Airfield information
- Identifiers: ICAO: XLDG
- Elevation: 9 metres (30 ft) AMSL
Runways
| Direction | Length and surface |
|  | 2,125 metres (6,972 ft) Ice |

= Greem Bell Airfield =

Airfield in Russia

Greem Bell (Греэм-Белл, lit. Graham Bell) is an airfield of the Russian Air Force in Arkhangelsk Oblast, Russia. It is located on Graham Bell Island in the Franz Josef Archipelago, 1372 km north of Khatanga, and is the northernmost airfield in Russia, at latitude 81°N. It is an ice airfield operational only during the winter months, roughly from the end of November to the beginning of March, and uses the internal callsign XLDG. Greem Bell Airfield was shut down in 1994, but re-opened in 2012.
-.-.-
Required tasks
1. Answer these questions from the Greem Bell Airfield text:
(a) What is the airfield's elevation in metres above mean sea level?
(b) At what latitude does the airfield lie?
(c) In what year did the airfield re-open?
2. Change the part of the Greem Bell Airfield text that opens with the words "Greem Bell (Греэм-Белл, lit." and closes with "re-opened in 2012.", writing "cold season" in place of "winter months".

Dataset records
-.-.-
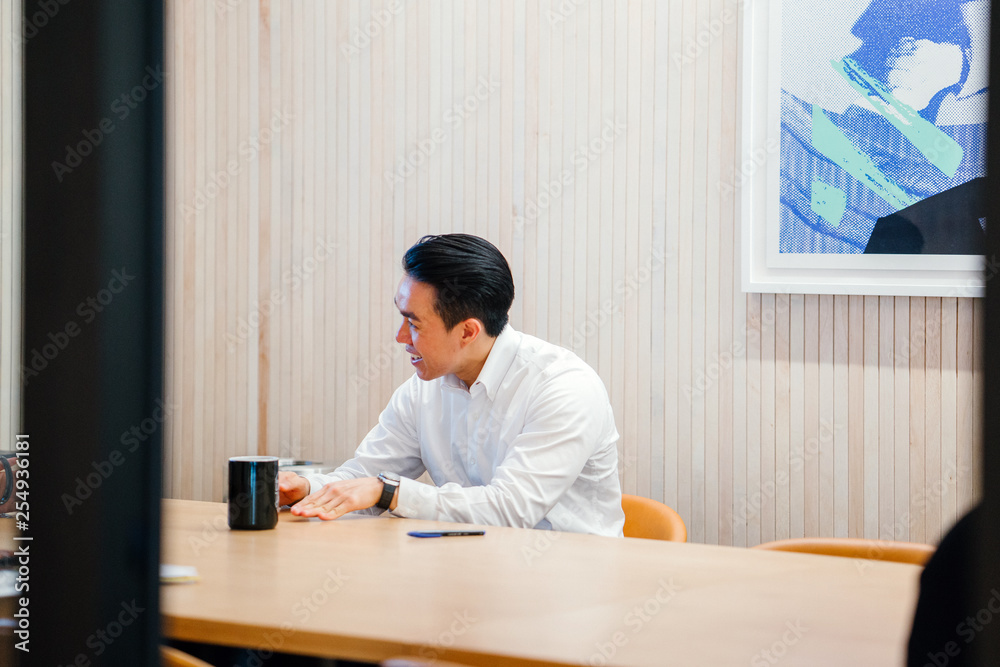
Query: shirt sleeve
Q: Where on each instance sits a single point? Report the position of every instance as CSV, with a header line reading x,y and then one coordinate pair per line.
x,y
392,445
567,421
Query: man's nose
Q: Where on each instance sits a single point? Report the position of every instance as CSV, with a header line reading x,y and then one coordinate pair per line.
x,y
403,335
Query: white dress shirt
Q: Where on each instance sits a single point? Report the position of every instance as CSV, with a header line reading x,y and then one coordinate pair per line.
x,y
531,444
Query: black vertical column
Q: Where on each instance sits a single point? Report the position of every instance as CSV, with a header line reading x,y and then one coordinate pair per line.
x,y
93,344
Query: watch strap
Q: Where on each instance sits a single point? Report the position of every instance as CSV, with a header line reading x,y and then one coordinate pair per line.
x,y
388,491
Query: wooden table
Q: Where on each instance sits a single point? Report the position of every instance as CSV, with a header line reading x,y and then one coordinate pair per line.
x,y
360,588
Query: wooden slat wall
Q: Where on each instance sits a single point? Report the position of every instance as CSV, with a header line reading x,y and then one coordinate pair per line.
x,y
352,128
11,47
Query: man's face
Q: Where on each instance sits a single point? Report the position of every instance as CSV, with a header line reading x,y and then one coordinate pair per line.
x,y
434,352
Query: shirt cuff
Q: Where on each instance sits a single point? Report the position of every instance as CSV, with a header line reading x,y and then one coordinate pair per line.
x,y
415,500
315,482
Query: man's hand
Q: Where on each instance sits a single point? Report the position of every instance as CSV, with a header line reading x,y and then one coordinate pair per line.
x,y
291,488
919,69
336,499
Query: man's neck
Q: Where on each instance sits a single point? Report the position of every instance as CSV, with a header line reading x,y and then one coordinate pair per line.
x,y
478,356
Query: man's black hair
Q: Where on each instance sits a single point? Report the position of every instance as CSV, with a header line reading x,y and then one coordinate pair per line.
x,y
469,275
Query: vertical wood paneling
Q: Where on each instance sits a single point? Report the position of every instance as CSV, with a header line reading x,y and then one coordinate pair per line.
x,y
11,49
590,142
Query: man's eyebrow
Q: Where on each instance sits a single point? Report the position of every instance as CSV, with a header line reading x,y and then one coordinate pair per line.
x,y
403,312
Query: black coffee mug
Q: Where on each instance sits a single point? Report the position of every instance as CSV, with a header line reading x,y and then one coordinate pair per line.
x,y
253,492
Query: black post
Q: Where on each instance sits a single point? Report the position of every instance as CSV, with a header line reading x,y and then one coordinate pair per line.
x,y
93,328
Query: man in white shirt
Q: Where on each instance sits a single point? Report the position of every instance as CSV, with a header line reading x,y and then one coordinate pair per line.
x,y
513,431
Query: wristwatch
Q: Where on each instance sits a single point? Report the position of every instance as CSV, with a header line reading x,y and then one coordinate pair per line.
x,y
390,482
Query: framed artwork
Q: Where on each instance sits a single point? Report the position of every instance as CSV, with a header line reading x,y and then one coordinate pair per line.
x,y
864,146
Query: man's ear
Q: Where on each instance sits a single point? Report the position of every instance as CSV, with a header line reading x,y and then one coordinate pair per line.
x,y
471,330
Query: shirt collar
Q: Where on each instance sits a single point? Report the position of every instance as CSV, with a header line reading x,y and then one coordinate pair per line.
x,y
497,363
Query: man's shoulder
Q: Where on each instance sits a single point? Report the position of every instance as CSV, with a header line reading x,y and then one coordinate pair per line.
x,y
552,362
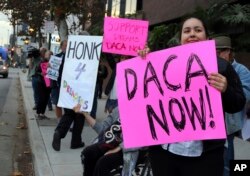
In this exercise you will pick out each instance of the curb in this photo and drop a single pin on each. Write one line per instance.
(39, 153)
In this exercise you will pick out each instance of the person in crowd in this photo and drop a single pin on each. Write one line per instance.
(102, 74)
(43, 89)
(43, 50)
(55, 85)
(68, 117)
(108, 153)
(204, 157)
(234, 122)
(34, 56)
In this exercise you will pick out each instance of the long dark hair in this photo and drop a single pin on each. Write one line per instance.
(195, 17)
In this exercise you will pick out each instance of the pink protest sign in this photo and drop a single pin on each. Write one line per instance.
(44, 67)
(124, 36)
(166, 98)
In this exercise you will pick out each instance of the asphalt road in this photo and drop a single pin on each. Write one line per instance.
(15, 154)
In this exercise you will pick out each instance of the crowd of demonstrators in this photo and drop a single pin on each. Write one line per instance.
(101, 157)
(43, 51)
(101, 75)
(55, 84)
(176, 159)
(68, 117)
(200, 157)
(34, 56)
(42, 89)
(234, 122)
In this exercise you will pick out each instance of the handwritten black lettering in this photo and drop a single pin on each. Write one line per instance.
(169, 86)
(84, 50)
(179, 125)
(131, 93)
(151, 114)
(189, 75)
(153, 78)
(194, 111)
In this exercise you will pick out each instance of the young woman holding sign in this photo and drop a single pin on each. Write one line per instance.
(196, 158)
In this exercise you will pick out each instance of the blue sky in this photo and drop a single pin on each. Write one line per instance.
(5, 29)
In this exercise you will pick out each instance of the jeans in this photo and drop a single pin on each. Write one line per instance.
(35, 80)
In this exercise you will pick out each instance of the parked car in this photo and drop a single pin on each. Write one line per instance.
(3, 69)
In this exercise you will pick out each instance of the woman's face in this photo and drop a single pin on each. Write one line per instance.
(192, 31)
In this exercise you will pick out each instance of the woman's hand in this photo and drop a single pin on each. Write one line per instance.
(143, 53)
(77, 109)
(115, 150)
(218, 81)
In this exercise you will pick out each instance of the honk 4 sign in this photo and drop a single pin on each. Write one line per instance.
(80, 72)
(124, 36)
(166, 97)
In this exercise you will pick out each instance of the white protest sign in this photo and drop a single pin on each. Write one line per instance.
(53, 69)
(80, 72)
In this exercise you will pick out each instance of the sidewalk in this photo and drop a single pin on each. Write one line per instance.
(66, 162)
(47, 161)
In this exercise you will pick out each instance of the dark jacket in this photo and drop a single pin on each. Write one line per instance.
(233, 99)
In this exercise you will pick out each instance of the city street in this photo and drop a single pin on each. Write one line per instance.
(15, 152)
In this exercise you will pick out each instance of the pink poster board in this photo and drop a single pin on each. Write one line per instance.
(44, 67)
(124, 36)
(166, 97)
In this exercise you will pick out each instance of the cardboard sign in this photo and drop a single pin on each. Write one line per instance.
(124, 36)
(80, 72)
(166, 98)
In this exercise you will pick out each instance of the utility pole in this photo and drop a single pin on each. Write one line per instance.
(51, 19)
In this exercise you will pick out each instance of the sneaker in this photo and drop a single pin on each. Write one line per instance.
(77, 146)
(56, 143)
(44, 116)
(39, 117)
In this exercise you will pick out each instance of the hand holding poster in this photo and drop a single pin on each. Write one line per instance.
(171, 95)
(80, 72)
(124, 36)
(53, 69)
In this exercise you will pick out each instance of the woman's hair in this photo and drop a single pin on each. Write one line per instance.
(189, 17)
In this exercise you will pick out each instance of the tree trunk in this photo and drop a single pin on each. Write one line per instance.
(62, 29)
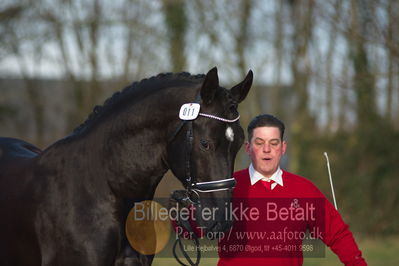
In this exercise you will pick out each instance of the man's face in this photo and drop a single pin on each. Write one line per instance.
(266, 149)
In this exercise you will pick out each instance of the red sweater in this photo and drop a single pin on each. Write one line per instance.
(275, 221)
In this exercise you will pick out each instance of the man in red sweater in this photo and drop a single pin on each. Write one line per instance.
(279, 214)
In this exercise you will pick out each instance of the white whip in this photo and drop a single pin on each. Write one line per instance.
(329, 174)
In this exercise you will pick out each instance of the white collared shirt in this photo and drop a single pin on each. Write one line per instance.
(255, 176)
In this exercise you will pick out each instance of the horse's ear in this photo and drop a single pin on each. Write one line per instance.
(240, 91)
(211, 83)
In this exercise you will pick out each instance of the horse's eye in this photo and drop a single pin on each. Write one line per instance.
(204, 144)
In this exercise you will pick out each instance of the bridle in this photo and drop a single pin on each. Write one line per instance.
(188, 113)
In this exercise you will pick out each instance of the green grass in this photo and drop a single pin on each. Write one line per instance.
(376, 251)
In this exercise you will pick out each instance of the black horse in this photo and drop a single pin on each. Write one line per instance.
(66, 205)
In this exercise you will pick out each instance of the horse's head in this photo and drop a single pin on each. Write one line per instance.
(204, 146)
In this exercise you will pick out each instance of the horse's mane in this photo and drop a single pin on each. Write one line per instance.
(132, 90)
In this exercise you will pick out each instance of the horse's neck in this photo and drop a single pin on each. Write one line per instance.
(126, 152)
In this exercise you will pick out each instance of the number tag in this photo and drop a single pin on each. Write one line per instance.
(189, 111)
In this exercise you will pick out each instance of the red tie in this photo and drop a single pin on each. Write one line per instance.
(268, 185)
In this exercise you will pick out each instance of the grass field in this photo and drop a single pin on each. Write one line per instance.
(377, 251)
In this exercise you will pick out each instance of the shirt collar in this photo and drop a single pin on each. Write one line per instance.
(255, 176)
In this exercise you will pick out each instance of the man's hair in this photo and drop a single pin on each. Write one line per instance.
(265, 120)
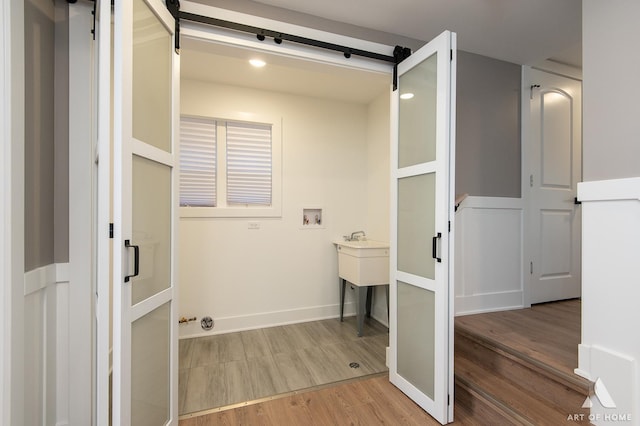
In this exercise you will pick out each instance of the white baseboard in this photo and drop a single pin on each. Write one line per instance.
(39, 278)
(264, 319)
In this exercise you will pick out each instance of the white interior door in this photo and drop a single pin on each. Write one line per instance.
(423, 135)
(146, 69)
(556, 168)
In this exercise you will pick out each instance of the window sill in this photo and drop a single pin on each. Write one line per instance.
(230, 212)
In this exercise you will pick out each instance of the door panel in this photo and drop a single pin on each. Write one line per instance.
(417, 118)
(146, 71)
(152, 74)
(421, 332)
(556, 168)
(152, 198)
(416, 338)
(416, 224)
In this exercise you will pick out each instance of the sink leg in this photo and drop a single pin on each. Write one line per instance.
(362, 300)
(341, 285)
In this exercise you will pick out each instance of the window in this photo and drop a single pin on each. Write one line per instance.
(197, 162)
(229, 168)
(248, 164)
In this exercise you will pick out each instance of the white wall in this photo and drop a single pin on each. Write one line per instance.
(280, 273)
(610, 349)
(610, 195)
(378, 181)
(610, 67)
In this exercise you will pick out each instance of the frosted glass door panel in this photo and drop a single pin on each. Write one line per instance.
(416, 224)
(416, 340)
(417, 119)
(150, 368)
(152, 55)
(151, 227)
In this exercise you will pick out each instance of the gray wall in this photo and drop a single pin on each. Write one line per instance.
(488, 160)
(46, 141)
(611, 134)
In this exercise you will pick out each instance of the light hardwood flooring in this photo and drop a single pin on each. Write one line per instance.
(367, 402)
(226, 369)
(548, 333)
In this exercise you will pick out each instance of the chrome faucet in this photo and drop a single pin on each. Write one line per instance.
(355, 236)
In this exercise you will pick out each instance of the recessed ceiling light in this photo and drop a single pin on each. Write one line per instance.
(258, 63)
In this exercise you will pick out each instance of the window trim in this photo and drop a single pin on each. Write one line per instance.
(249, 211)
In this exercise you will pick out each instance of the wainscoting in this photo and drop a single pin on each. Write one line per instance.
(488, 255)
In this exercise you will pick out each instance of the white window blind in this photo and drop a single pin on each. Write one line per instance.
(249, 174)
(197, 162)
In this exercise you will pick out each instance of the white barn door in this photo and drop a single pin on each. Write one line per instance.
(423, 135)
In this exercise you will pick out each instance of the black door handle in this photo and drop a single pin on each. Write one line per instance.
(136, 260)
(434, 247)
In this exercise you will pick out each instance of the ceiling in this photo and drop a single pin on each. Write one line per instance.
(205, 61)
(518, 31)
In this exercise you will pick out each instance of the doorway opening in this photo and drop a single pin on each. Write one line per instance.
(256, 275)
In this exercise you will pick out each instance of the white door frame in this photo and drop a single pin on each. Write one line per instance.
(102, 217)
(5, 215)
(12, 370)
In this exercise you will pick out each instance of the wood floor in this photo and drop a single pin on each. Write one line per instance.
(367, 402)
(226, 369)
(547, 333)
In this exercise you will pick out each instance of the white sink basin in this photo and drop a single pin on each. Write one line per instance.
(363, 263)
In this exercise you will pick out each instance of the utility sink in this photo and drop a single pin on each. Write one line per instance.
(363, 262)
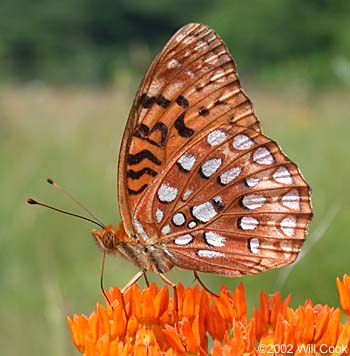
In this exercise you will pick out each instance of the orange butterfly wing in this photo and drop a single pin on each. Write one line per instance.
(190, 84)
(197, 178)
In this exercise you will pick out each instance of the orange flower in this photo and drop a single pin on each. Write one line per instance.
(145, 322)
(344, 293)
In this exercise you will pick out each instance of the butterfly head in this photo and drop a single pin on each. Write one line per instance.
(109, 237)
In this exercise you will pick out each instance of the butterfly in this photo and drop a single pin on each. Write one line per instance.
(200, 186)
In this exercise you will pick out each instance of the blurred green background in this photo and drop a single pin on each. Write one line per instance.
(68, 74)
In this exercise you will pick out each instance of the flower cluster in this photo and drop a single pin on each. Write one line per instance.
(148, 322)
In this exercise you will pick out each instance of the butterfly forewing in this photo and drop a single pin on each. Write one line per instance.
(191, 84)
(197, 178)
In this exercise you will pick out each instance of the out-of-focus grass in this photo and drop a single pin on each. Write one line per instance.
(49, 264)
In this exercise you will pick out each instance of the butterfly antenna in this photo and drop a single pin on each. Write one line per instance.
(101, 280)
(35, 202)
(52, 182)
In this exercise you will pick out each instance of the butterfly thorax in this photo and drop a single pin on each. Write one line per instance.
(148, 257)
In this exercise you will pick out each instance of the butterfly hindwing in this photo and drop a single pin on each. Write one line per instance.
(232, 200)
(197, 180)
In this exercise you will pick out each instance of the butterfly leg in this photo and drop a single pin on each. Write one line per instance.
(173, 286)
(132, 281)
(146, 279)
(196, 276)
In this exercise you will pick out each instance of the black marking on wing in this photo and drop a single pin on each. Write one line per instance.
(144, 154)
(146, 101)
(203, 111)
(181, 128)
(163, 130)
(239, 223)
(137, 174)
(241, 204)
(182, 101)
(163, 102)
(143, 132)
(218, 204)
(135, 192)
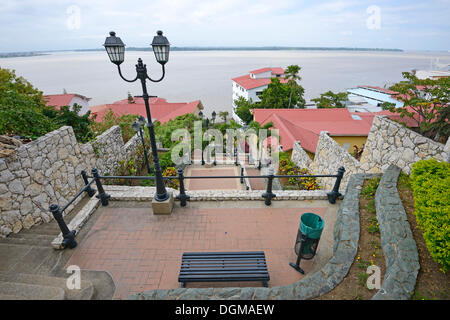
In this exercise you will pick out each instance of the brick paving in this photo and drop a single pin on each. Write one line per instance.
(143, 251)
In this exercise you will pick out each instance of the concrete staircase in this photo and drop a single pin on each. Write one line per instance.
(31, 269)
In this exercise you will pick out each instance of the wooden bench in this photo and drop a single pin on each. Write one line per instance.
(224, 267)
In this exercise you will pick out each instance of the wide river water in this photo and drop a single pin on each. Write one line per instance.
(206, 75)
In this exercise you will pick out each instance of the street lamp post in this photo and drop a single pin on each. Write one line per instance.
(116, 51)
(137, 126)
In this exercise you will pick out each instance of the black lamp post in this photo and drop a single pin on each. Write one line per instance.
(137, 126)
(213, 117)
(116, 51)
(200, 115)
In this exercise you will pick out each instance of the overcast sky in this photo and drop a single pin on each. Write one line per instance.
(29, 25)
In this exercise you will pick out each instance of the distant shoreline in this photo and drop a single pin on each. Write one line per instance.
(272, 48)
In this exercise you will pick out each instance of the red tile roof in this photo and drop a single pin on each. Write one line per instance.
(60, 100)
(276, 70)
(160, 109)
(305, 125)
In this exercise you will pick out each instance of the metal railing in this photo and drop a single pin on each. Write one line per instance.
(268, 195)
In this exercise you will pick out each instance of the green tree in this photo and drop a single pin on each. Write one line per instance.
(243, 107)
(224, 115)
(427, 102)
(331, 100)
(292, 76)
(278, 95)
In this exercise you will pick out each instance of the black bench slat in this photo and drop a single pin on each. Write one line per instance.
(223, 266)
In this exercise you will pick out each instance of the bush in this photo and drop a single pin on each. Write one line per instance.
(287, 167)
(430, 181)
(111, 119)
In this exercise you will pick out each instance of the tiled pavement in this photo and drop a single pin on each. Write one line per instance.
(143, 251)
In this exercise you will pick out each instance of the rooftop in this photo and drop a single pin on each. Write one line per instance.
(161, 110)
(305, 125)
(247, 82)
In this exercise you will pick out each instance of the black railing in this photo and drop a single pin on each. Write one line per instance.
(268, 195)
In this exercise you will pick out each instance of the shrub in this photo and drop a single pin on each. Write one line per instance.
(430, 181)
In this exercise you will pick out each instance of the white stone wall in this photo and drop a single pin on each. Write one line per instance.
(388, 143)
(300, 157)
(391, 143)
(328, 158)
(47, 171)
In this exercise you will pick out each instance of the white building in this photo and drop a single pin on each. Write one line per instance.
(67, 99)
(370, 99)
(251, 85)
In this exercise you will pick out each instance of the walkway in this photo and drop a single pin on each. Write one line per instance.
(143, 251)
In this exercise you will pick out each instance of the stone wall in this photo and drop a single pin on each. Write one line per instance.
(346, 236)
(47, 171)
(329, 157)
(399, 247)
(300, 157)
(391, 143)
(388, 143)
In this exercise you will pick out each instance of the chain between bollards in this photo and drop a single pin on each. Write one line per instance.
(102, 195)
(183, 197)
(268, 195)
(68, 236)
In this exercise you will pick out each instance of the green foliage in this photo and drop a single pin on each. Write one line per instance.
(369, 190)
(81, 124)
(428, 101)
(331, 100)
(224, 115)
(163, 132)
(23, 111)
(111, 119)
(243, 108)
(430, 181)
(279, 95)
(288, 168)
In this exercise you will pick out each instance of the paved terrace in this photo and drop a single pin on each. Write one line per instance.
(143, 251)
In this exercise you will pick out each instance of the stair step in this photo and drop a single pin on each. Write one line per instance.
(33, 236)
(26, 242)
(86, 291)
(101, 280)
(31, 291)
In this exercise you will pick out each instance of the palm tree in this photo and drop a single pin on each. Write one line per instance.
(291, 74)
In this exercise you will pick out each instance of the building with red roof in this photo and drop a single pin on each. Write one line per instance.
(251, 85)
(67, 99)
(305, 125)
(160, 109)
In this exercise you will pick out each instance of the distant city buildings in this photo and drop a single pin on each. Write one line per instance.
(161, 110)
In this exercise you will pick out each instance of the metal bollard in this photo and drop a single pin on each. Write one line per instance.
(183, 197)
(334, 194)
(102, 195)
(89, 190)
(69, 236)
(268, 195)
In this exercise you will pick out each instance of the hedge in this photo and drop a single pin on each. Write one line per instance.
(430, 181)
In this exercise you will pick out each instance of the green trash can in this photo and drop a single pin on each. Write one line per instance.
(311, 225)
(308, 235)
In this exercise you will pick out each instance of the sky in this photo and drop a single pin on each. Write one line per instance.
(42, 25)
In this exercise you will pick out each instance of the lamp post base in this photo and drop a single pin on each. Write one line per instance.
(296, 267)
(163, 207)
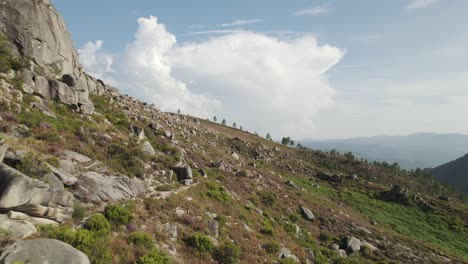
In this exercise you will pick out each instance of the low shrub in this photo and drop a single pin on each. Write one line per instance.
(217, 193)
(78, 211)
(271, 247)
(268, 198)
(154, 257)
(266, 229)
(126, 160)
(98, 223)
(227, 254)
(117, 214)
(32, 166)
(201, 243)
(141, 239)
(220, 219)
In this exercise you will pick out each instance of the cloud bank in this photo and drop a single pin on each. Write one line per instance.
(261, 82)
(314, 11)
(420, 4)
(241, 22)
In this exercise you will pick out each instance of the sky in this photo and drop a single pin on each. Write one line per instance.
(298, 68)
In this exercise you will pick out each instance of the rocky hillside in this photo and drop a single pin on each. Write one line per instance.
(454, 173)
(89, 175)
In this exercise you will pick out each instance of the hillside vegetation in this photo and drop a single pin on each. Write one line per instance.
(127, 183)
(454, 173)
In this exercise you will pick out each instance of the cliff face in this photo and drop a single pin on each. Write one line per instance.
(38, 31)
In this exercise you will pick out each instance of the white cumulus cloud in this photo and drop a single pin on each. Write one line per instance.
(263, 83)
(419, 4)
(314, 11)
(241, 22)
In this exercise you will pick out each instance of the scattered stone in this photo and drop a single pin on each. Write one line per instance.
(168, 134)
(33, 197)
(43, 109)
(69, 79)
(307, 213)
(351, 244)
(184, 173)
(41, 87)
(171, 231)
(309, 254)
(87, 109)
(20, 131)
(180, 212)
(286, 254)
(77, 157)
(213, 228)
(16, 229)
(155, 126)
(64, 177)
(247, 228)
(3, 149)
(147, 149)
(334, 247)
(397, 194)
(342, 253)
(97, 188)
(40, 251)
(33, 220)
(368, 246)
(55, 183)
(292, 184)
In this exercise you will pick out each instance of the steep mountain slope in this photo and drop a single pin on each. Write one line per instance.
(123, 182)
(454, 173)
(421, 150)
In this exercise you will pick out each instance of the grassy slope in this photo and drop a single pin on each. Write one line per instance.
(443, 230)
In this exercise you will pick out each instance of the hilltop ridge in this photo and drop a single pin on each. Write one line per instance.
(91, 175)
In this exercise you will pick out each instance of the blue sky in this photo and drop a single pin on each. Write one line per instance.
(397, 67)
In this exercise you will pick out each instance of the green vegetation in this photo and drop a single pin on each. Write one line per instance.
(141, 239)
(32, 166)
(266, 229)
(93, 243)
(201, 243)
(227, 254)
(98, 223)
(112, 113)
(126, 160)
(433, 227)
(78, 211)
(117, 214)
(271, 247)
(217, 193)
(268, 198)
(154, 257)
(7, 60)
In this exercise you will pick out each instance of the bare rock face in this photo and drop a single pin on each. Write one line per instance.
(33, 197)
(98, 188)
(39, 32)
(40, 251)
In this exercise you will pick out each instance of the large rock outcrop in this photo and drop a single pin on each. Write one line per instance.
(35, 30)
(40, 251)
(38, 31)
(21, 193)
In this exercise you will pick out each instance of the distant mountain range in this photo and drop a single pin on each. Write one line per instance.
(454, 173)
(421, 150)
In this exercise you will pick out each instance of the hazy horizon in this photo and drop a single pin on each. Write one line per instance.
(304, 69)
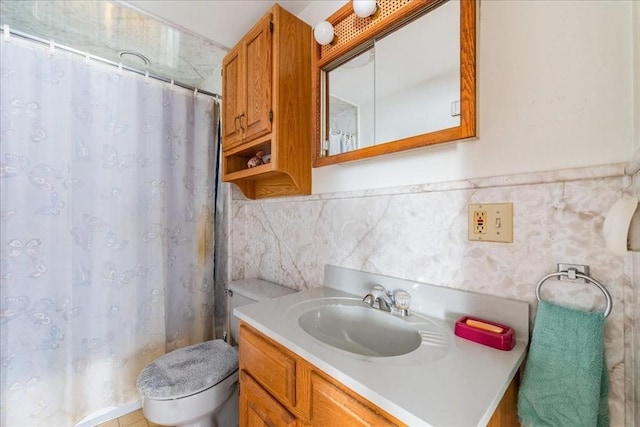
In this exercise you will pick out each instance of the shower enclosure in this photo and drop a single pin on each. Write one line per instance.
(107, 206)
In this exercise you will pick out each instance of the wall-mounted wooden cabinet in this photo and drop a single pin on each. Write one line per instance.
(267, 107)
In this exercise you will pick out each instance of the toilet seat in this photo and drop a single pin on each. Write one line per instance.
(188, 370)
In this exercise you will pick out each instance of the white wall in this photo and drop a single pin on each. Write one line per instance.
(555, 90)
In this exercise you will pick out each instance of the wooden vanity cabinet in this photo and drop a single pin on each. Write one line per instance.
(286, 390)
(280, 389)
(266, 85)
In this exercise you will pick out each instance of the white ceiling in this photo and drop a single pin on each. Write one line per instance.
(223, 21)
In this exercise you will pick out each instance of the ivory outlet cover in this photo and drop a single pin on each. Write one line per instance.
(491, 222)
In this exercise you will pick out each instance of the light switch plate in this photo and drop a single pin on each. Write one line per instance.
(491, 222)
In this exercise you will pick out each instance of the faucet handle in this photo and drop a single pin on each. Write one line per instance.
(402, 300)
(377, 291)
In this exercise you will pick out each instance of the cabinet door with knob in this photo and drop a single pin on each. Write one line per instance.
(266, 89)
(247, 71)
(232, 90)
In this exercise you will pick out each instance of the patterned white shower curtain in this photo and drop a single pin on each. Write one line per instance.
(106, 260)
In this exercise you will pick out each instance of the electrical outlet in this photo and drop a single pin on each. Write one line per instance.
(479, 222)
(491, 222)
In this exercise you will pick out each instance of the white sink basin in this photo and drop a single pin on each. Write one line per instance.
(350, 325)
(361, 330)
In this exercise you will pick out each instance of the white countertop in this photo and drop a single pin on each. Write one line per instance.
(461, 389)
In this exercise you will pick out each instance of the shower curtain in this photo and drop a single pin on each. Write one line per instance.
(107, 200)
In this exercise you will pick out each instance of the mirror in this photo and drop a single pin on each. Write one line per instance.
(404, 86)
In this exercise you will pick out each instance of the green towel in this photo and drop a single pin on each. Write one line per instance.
-.-.-
Solutions
1.
(a) 9 metres
(b) 81°N
(c) 2012

2.
Greem Bell (Греэм-Белл, lit. Graham Bell) is an airfield of the Russian Air Force in Arkhangelsk Oblast, Russia. It is located on Graham Bell Island in the Franz Josef Archipelago, 1372 km north of Khatanga, and is the northernmost airfield in Russia, at latitude 81°N. It is an ice airfield operational only during the cold season, roughly from the end of November to the beginning of March, and uses the internal callsign XLDG. Greem Bell Airfield was shut down in 1994, but re-opened in 2012.